*Written exercise*: Which lines in the rows below contain the word "task"? Identify each one and copy it out in full, treating uppercase and lowercase as different.
━━━━━ Data
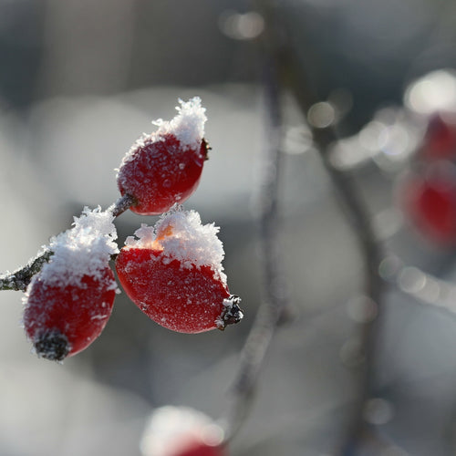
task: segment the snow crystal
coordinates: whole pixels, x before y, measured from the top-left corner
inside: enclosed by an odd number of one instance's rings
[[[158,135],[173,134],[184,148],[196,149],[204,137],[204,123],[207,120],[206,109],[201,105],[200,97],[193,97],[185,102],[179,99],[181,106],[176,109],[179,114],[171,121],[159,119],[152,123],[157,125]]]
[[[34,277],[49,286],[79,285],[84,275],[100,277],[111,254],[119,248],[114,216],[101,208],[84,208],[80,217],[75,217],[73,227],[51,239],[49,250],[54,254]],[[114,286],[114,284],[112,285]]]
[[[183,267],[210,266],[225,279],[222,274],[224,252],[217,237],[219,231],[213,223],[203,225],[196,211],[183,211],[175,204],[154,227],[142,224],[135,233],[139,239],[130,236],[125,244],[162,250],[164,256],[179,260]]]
━━━━━━━━━━
━━━━━ Data
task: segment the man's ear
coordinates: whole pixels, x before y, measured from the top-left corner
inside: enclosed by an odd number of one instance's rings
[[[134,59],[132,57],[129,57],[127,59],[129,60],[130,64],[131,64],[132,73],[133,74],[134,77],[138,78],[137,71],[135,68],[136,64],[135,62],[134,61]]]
━━━━━━━━━━
━━━━━ Data
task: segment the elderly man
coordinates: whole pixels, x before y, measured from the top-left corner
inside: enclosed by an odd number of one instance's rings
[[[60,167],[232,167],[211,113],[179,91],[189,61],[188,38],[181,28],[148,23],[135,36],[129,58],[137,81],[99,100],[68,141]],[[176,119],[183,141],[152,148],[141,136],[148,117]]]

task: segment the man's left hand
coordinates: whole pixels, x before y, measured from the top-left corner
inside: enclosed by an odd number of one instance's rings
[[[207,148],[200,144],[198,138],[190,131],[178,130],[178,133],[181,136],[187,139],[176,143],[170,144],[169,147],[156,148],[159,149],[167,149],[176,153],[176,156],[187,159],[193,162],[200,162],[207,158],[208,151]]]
━━━━━━━━━━
*Full solution*:
task: segment the snow crystal
task: segment the man's ear
task: segment the elderly man
task: segment the man's left hand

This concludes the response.